■ Task directions
Update the data, beginning at the line that contains "Can you see the snow-covered" and continuing through the final line of the data, by replacing every "marker" with "point". Reproduce only those lines, with everything else left unchanged.

Data drawn from a collection:
# # # # # # #
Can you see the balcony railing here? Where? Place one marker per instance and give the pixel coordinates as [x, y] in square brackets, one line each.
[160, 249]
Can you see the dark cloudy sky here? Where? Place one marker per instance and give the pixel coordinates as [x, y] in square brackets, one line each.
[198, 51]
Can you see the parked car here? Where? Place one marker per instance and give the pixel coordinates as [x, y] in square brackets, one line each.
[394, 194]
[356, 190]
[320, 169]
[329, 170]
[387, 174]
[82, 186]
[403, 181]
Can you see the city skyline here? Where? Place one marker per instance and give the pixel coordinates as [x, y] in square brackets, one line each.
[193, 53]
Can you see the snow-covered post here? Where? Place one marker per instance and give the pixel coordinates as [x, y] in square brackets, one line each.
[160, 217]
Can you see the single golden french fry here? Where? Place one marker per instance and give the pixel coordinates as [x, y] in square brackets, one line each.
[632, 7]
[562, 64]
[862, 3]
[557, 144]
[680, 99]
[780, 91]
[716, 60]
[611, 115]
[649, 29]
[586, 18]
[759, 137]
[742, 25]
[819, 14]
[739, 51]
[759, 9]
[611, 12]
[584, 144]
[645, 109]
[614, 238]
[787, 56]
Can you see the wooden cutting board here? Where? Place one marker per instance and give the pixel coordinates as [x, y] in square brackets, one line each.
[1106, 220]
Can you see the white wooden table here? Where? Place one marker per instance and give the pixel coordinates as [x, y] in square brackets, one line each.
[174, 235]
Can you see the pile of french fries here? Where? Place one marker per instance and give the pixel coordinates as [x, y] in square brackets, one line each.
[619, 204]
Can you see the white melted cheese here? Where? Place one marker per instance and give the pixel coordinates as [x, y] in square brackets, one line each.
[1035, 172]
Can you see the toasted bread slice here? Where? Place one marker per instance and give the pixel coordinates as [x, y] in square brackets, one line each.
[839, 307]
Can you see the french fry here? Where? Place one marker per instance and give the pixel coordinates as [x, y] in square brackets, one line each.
# # # # # # #
■ Answer to the problem
Can you see the snow-covered post here? Where? Place one point per instance and give the pixel coordinates as [x, y] in square brackets, one line each.
[160, 217]
Can you see the single golden french fry here? Where? Place one point per instance and give the pixel coordinates as [x, y] in square brackets, one line each.
[632, 7]
[562, 64]
[862, 3]
[557, 144]
[680, 99]
[780, 91]
[716, 60]
[611, 115]
[649, 29]
[586, 18]
[759, 137]
[742, 25]
[819, 14]
[739, 51]
[759, 9]
[611, 12]
[584, 144]
[645, 109]
[614, 238]
[787, 56]
Can you see the wooden cutting board here? Where? Place one point per instance and give the pixel coordinates as [x, y] in square brackets, one line each.
[1106, 220]
Can you see the white wooden table here? Where? Place one point per instance and give the pixel coordinates as [x, y] in square brackets, one line each.
[174, 235]
Can you see the pile of french fries here? Where? Place one point per instance and give the pixel coordinates as [x, y] in square brackets, one line each.
[619, 204]
Can you see the white melted cheese here? Where? Place one point per instance and give the pixel coordinates as [x, y] in square brackets, one line each.
[1035, 172]
Can you see the toasted bread slice here? Where? Place one point per instance and give the pixel coordinates as [x, y] in square brackets, one line each.
[839, 307]
Can you see the french fry here? Where? Place one point per instance and give the pixel coordinates as [x, y] in square brackets, one line each.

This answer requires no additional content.